**Explorer le contenu**
1. Dans l'extrait sur la disparition de Federico Manuel García, pour quel quotidien ce photographe travaillait-il ?
2. Poursuivez l'extrait sur la disparition de Federico Manuel García après sa dernière phrase.
+++ Extrait choisi
La trace de Federico Manuel García s’est perdue officiellement le 16 mai, date à laquelle il n’a plus donné signe de vie.
(RSF/IFEX) – Le soulagement suscité par la réapparition, le 15 juin 2012, de la journaliste Stephania Cardoso n’aura guère duré au sein de la profession. Le quotidien El Punto Crítico, basé dans la capitale, vient de signaler la mystérieuse disparition, un mois plus tôt dans l’État de San Luis Potosí, de son photographe Federico Manuel García Contreras.
“Nul ne sait encore si cette affaire est liée à la profession. Il est néanmoins établi que Federico Manuel García s’était immédiatement identifié comme journaliste à son arrivée sur les lieux de sa disparition. Les déclarations contradictoires de la police, qui l’aurait détenu le 18 mai, appellent des éclaircissements urgents et c’est dans cette direction que l’enquête fédérale doit désormais s’orienter en priorité. Federico Manuel García a-t-il été le témoin de faits embarrassants, dans une région sous la coupe du crime organisé ? Les recherches ne doivent éviter aucune piste”, a déclaré Reporters sans frontières.
++++++
+++ Données enregistrées
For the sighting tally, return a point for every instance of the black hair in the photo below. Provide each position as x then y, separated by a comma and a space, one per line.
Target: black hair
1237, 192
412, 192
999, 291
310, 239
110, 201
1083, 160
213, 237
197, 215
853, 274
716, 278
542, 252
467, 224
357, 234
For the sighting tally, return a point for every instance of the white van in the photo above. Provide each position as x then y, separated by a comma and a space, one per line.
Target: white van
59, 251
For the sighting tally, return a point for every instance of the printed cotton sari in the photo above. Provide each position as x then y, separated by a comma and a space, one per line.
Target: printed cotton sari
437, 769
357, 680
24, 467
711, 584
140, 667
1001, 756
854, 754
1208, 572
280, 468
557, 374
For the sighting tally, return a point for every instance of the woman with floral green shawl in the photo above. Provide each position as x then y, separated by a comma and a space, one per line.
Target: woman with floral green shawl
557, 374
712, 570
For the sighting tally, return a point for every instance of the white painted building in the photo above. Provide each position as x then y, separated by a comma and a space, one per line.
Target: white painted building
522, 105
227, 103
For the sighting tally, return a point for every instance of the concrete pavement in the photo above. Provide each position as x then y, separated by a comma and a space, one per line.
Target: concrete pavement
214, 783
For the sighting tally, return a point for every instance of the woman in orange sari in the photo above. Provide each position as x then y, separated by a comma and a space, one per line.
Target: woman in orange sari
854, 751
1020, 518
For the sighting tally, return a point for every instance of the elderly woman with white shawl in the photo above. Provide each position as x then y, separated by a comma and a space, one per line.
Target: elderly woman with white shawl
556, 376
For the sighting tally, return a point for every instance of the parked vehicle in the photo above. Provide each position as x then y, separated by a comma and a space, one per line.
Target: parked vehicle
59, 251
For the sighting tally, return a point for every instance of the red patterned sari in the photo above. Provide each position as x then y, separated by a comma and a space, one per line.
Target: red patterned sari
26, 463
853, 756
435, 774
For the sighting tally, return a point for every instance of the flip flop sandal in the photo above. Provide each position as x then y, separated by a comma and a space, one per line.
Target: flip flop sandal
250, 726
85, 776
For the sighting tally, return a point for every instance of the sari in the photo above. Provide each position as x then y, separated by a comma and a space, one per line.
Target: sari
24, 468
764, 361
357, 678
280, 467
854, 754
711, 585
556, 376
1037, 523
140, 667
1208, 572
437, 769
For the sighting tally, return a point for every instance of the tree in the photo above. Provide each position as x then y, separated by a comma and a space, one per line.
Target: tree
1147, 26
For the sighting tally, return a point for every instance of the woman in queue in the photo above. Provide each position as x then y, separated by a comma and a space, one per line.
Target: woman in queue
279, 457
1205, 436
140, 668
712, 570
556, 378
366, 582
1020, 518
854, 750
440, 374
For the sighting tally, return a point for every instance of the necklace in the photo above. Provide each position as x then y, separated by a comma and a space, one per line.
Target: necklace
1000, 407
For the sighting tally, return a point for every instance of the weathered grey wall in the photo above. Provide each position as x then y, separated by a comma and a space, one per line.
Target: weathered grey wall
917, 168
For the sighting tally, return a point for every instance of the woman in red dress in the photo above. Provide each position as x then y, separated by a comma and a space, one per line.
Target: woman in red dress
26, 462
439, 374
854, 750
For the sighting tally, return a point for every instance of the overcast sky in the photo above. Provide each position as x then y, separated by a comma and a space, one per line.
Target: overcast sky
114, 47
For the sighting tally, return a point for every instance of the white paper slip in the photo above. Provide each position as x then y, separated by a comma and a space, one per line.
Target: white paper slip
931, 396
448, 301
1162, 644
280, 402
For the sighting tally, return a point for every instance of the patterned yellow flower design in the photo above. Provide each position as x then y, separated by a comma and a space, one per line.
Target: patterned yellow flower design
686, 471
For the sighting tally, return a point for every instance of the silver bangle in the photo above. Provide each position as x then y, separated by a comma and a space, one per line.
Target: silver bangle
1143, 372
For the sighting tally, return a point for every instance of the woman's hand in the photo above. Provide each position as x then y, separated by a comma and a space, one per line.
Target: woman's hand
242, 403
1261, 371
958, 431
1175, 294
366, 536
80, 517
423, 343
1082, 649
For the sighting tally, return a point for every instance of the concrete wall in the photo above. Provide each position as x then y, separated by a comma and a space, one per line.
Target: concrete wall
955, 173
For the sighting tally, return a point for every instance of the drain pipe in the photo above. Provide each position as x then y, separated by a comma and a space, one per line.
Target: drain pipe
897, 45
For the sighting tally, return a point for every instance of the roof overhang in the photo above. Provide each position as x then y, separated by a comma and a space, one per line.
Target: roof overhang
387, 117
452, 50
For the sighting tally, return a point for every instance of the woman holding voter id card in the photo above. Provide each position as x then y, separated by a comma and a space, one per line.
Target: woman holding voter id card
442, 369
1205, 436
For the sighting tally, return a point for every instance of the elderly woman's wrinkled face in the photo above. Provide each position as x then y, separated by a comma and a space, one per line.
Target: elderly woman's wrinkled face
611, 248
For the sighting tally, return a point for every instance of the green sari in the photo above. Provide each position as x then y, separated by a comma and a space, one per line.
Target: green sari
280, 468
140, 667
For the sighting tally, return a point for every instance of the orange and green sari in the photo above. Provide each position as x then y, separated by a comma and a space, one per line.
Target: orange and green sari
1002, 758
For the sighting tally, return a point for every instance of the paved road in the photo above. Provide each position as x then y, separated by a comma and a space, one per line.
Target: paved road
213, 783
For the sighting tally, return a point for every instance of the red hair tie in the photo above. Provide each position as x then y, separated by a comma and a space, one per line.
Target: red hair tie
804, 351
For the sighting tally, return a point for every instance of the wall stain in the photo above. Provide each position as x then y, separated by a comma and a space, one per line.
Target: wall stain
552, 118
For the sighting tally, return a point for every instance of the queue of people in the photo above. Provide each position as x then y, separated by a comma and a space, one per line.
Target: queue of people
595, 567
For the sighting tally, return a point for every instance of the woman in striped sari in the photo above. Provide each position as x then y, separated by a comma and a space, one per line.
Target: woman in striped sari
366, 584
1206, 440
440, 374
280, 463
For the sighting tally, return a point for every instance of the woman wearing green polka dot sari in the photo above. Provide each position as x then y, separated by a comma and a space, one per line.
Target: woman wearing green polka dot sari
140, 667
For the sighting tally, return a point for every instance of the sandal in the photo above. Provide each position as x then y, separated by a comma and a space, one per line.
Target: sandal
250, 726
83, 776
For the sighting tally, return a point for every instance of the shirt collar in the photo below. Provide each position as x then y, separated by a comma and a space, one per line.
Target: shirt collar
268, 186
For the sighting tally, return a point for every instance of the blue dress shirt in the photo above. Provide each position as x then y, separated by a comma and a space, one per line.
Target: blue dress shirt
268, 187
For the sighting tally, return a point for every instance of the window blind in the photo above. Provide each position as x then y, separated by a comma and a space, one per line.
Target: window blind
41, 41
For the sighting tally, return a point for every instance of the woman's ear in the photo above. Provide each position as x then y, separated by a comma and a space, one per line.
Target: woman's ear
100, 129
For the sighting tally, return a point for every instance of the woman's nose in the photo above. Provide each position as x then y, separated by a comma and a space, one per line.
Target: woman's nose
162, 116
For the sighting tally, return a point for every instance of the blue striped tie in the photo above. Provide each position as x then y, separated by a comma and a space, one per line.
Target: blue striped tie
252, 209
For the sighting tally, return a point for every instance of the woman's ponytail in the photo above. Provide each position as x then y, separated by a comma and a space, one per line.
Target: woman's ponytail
++++++
**Vos réponses écrites**
1. Pour le quotidien El Punto Crítico.

2.
Le journaliste avait quitté en bus le District Fédéral, le 13 mai, pour se rendre à Tanquián de Escobedo (San Luis Potosí). Il avait aussitôt averti ses filles de son arrivée. Le lendemain, Federico Manuel García avait de nouveau appelé sa famille en signalant avoir eu une altercation avec le commandant de la police locale, José Alberto Troas, lequel lui avait interdit de réaliser des entretiens sur place en raison des risques. Lieu d’affrontement entre cartels, Tanquián de Escobedo se situe à proximité de l’État de Veracruz, devenu ces derniers mois le plus meurtrier du pays pour les journalistes.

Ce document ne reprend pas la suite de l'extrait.